READING PASSAGE -

________

5 September 2017: HMRC Worldwide Disclosure Facility opens as part of the Requirement to Correct regime
Following on from disclosures facilities introduced by Liechtenstein and Jersey, the UK have announced their own disclosure facility.
This is to give taxpayers an opportunity to disclose a UK tax liability that relates wholly or partly to offshore income or assets, in advance of the receipt of CRS data.
The taxpayer can notify HMRC of an irregularity in their tax affairs from 5 September and then has 90 days to repot the tax disclosure, calculate the interest and pay any penalties. An individual or their agent can make the disclosure.
Penalties can range between 100-200% of the tax liability. Penalties are likely to be reduced if the disclosure is made promptly.
The facility will run until 30 September 2018.
30 September 2017: First exchange of Common Reporting Standard ‘CRS’ data
The first reporting under the OECD’s Common Reporting Standard (CRS) was completed this year in respect of 2016 data. Individuals who have an interest in an offshore trust or company and are resident in a CRS jurisdiction will be reported. In total,102 jurisdictions have committed to implementing CRS.
The 30 September is the deadline for which tax authorities in 49 CRS jurisdictions are required to exchange the information received in reports to the relevant tax authority.
30 September 2017: Corporate Criminal Offence of Failure to Prevent Facilitation of Evasion introduced
The Criminal Finances Bill was introduced in October 2016 and takes effect this month. It applies to companies, partnerships and LLPs.
Criminal tax evasion enabled by an agent or an organisations’ employees, which the organisation failed to prevent, will constitute a criminal offence and the business will face an unlimited fine if convicted.
The key defence for the organisation is that reasonable steps were taken to prevent such criminality. Reasonable procedures suggested by HMRC as: risk assessments, due diligence, training of staff, reviews and commitment from top level management to create a culture where tax evasion is never acceptable.

________

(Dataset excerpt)
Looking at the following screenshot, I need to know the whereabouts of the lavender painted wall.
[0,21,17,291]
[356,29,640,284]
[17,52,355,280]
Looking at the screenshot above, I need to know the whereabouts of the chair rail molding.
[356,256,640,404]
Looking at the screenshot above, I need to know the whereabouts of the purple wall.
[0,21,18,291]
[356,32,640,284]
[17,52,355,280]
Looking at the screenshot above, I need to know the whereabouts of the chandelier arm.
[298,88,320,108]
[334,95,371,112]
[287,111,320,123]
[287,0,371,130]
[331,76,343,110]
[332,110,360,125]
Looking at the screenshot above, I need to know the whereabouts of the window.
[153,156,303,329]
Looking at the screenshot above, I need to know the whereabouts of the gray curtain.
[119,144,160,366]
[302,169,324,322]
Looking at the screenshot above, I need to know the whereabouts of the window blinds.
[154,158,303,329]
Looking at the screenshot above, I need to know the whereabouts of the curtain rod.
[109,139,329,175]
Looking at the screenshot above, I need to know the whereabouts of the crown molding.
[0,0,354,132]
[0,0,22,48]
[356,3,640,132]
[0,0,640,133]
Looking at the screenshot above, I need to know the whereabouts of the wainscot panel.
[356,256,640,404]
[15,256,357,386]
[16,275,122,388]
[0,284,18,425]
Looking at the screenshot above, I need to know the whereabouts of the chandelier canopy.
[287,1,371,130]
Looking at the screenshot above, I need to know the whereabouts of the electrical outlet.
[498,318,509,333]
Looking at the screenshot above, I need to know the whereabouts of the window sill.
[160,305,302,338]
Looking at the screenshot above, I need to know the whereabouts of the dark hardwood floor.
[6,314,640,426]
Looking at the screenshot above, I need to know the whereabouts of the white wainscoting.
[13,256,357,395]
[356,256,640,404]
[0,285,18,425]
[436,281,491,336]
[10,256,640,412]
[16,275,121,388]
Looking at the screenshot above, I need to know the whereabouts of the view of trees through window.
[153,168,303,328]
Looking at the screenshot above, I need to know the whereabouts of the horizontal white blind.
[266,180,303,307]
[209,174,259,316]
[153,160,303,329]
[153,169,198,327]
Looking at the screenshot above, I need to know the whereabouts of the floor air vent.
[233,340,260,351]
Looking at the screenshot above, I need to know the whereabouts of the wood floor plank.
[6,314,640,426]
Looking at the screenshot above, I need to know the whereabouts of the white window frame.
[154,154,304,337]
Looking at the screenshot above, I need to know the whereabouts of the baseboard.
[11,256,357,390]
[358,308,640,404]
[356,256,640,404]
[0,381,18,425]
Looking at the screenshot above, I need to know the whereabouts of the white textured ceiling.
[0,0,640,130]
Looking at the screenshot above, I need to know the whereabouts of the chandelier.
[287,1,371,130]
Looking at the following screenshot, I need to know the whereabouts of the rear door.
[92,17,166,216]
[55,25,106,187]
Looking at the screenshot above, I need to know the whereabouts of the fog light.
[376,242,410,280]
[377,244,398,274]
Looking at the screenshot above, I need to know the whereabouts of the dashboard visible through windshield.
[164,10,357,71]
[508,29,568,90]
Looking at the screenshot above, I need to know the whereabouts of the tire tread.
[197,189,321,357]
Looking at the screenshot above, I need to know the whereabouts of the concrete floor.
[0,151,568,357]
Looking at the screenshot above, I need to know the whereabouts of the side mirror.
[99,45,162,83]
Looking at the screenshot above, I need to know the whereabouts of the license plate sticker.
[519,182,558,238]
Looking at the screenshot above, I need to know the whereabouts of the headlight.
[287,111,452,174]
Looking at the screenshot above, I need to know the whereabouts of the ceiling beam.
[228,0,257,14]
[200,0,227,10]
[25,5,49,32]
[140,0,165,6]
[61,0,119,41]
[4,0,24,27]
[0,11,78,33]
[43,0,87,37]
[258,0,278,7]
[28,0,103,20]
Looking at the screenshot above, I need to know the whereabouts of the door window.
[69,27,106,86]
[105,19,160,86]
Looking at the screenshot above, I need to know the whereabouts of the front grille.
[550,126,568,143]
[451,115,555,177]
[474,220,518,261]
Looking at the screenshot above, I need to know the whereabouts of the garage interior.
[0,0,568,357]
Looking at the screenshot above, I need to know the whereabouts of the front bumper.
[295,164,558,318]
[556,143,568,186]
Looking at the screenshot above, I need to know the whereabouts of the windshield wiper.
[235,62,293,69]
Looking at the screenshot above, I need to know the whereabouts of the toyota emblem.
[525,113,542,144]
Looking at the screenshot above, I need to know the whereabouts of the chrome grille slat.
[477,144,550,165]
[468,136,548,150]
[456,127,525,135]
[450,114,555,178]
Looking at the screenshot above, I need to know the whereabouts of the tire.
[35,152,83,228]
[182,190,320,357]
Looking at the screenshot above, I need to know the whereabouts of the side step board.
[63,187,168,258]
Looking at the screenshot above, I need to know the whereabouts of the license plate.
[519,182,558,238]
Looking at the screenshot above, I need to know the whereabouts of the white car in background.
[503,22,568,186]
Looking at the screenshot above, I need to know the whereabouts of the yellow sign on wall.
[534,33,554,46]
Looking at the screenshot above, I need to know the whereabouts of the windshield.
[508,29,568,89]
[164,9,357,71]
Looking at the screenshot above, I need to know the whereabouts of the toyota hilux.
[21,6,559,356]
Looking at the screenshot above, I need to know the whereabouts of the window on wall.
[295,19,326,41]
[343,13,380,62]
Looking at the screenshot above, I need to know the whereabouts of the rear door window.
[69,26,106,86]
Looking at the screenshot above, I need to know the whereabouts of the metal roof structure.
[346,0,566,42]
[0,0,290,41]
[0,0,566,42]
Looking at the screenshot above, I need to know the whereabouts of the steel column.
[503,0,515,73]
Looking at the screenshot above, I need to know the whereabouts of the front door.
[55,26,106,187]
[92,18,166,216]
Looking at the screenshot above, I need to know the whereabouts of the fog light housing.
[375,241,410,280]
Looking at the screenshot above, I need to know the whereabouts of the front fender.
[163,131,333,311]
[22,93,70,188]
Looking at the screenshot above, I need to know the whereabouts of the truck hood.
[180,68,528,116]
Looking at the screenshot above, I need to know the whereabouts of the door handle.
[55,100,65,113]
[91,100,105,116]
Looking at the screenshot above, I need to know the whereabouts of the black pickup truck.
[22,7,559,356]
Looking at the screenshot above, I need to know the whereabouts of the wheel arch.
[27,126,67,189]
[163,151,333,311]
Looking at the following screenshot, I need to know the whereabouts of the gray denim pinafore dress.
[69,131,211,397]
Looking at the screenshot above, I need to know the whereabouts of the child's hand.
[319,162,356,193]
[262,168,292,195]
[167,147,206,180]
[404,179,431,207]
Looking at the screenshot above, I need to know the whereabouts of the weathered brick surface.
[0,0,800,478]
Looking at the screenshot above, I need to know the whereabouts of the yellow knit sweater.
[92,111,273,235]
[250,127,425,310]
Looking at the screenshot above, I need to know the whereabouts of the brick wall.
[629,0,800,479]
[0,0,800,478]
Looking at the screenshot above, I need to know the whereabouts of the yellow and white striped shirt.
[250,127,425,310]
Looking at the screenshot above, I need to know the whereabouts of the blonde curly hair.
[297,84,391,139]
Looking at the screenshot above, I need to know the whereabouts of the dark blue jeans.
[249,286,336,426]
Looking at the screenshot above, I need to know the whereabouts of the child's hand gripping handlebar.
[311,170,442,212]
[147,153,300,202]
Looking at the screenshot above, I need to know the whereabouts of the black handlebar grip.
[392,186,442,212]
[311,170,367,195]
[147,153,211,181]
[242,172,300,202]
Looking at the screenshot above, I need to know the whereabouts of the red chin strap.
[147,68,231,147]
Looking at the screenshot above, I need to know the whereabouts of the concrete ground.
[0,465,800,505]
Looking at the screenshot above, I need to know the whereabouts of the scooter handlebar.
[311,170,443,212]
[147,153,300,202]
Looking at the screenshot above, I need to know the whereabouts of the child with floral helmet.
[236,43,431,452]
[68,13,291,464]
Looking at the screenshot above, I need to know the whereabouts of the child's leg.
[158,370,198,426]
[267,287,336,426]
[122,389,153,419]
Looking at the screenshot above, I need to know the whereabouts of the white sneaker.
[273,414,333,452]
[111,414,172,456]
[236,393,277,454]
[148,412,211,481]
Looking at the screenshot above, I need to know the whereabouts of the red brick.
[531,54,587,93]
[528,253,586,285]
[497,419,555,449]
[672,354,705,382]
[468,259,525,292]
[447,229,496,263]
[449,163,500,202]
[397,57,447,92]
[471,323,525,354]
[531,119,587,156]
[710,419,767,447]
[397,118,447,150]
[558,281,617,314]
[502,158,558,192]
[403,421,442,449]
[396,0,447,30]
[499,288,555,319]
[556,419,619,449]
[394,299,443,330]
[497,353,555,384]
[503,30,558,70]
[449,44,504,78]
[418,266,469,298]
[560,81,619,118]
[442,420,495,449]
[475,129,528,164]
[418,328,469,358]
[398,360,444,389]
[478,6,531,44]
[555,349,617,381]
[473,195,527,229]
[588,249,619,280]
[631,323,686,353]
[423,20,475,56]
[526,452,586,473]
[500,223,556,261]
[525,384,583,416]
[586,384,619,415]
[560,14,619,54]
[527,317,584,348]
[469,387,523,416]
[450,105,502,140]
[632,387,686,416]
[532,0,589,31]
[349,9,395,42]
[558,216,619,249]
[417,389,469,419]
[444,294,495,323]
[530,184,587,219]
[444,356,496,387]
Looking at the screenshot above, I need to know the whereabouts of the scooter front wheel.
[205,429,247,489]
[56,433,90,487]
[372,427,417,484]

________

Write the next part of the timeline of 2017 tax compliance deadlines, picking up after its final sentence.

RESPONSE TO THIS TASK -
5 December 2017: UK trust registration deadline
Trustees must register any new or existing trusts that have a UK tax exposure for the 2016/17 tax year. Tax reviews will have to be performed annually to verify whether trusts need to register year on year. The UK tax exposure includes income tax, capital gains tax, inheritance tax and stamp duty land tax.
Although 5 October 2017 is the official deadline, HMRC have confirmed no penalties will arise for registrations after 5 October but before 5 December.
2018 Deadlines
30 September 2018: Second exchange of CRS data
More information will be reported in this round of exchange as more jurisdictions have signed up to report in respect of 2017 data.
As at 12 September 2017, an additional 53 jurisdictions have signed up to report in 2018 compared to 2017.
1 October 2018: Failure to Correct regime introduced
Tougher sanctions will be introduced following the Requirement to Correct regime.
For taxpayers who do not make use of the HMRC Worldwide Disclosure Facility, penalties will be higher for disclosures made after 1 October 2018. The failure to correct penalties are up to 300% of the tax liability.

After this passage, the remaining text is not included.